Pointing dataset records:
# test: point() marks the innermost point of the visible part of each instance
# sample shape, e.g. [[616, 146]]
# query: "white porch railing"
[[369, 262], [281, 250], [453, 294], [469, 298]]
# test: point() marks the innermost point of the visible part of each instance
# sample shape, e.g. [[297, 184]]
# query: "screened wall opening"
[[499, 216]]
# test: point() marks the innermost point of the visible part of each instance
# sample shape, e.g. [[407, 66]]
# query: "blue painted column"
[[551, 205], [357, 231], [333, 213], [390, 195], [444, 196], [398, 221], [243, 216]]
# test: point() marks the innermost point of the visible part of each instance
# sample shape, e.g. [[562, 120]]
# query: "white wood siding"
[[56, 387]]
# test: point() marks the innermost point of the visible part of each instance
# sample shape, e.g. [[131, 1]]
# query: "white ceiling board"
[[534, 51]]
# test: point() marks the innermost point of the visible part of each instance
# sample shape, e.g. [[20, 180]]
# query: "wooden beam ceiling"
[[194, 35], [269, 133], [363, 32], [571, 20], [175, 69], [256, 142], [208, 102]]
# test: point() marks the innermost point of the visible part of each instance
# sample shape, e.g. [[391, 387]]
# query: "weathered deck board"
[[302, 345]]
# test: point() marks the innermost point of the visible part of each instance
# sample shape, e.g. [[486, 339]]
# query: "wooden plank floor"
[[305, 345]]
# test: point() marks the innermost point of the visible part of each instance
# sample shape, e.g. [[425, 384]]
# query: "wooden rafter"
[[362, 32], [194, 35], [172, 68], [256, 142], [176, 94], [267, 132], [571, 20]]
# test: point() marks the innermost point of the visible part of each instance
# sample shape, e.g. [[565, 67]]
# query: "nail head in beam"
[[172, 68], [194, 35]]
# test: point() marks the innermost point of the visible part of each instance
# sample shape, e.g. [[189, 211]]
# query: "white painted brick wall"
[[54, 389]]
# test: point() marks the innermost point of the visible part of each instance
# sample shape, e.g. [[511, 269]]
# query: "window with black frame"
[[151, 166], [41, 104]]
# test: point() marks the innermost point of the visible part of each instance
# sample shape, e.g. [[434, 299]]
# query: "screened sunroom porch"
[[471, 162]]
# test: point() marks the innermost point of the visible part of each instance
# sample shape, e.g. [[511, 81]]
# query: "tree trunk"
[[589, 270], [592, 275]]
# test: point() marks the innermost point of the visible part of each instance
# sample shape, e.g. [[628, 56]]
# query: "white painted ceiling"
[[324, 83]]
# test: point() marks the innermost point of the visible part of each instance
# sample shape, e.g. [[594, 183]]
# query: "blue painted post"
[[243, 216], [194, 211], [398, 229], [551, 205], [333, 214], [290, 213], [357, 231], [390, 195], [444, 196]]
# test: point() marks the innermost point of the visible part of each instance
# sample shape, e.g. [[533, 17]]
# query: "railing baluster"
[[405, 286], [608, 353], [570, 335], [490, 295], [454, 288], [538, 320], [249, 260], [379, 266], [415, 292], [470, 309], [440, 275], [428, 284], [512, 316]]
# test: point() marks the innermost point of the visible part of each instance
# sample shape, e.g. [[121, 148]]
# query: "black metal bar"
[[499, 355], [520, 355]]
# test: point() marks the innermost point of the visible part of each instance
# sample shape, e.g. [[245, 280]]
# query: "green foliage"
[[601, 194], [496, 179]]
---
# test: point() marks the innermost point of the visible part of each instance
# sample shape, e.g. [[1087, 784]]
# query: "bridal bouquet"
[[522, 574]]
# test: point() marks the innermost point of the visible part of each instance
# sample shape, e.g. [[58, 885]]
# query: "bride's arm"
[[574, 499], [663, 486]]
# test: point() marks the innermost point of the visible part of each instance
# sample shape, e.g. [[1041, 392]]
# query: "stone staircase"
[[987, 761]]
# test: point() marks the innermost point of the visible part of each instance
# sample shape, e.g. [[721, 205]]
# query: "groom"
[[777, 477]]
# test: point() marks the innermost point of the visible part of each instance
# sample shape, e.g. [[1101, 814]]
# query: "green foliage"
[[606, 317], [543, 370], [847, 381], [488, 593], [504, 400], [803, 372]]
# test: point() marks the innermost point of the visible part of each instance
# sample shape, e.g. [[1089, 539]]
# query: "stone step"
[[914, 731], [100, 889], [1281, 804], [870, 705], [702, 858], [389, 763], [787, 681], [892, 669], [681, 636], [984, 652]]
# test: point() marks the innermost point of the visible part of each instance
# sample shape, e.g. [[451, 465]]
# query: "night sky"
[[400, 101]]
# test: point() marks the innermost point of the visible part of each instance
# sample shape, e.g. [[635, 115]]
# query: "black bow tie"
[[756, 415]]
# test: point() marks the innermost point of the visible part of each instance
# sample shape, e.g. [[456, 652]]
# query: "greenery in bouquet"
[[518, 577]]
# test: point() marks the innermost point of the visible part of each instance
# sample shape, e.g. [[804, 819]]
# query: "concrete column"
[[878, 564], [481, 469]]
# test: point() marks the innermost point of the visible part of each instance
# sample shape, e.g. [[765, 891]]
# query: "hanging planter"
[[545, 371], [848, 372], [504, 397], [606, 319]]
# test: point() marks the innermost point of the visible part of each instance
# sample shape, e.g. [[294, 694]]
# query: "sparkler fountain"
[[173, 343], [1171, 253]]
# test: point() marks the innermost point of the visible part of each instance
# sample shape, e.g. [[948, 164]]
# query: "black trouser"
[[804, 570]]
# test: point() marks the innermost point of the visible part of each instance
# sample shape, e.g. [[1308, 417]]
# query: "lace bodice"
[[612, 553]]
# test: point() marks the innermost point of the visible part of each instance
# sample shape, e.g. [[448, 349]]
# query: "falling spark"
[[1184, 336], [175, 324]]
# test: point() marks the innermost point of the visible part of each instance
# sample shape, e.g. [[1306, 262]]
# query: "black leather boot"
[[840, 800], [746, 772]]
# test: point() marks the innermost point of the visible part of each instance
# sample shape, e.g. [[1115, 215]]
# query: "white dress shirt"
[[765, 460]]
...
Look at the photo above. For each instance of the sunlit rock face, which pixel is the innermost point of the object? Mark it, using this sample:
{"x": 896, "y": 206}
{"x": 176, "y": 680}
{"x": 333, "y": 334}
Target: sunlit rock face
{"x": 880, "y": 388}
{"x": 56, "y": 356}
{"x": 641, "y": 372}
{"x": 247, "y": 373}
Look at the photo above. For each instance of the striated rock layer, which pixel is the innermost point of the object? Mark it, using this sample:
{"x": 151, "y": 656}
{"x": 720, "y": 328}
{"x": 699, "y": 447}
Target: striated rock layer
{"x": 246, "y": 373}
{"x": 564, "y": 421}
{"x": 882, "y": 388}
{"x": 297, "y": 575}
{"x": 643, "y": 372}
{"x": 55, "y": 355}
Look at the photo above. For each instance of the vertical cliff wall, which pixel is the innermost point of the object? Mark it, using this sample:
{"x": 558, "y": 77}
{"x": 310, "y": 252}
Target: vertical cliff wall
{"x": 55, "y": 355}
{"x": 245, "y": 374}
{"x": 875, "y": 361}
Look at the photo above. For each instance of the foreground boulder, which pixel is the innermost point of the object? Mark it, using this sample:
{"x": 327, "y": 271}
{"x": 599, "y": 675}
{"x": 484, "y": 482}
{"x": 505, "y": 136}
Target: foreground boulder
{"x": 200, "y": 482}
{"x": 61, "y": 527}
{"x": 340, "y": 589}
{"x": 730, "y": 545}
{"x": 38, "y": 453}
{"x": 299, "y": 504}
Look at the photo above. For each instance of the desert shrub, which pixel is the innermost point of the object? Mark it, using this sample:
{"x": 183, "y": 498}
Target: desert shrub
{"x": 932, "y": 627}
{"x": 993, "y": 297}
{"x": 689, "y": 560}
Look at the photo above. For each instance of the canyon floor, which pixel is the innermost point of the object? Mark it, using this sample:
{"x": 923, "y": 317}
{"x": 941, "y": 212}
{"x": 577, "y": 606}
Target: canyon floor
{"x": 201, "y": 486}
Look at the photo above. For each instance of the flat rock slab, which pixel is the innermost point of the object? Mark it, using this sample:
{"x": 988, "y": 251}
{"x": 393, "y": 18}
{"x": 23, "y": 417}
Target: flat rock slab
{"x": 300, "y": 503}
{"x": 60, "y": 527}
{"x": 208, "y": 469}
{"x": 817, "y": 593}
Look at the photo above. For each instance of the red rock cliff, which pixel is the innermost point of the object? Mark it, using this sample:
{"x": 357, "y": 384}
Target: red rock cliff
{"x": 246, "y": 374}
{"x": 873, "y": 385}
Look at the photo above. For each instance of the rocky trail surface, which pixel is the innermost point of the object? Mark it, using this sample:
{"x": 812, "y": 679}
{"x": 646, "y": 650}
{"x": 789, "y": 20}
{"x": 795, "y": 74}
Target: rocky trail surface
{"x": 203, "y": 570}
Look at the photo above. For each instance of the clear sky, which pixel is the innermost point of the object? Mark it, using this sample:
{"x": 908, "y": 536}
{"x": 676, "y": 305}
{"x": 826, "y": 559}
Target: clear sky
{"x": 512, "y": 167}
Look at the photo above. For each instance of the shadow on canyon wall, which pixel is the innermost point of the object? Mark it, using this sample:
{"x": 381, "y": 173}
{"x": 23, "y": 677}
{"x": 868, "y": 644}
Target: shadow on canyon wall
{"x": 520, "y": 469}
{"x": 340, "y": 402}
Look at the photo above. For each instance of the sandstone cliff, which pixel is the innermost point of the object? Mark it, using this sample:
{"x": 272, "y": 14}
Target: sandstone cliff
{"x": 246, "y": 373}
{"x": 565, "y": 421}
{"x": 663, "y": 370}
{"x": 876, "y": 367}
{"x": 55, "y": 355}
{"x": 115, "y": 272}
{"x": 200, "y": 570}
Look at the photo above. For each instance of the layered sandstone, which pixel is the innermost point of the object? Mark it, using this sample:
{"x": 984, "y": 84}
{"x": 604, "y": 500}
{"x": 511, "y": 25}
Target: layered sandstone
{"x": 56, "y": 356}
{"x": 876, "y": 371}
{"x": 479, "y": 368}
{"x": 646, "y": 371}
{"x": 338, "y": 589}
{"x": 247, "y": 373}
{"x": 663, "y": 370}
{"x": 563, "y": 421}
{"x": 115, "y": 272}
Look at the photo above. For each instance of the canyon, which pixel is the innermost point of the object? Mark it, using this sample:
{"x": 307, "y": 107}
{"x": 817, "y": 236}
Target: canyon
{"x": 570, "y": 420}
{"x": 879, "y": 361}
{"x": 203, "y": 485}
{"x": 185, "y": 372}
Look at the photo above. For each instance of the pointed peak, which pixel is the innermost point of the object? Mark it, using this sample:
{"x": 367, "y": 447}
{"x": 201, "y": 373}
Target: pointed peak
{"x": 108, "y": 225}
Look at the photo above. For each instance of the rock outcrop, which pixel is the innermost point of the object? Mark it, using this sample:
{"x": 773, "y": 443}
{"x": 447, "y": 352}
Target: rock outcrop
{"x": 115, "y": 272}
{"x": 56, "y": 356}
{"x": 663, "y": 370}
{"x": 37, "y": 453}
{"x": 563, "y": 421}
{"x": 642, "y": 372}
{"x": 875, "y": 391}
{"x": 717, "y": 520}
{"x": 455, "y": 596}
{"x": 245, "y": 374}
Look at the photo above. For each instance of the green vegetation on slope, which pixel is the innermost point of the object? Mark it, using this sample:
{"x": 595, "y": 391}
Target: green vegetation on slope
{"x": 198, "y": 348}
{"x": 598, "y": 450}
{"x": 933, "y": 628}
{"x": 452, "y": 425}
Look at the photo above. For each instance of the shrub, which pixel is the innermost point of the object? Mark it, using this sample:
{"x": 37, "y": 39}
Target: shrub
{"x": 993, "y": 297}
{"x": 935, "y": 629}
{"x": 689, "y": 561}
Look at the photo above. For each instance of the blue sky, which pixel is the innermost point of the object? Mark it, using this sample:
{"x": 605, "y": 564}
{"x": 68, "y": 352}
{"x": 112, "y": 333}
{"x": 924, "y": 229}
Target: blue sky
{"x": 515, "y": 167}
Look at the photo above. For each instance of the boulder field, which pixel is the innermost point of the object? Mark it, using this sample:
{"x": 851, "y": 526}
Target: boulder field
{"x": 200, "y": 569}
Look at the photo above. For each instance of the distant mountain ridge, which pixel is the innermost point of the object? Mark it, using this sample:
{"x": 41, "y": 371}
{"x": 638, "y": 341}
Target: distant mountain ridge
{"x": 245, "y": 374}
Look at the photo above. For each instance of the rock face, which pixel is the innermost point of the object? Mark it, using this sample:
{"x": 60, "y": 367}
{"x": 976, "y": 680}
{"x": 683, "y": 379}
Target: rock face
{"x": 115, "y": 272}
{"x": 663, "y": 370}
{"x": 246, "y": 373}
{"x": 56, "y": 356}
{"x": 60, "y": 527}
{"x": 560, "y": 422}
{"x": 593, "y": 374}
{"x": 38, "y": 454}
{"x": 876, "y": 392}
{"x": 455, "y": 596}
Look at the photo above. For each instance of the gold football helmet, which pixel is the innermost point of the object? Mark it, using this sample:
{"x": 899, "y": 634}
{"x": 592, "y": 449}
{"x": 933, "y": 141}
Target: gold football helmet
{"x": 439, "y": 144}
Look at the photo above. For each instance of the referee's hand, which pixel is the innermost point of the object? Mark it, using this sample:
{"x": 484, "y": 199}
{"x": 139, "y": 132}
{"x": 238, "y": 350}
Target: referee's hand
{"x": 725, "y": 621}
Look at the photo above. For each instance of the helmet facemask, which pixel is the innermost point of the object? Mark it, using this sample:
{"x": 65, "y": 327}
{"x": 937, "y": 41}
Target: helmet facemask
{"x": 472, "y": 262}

PROBLEM TO WORK ON: Count the lines of the records that contain the word "rocky". Give only the number.

TASK RESPONSE: 2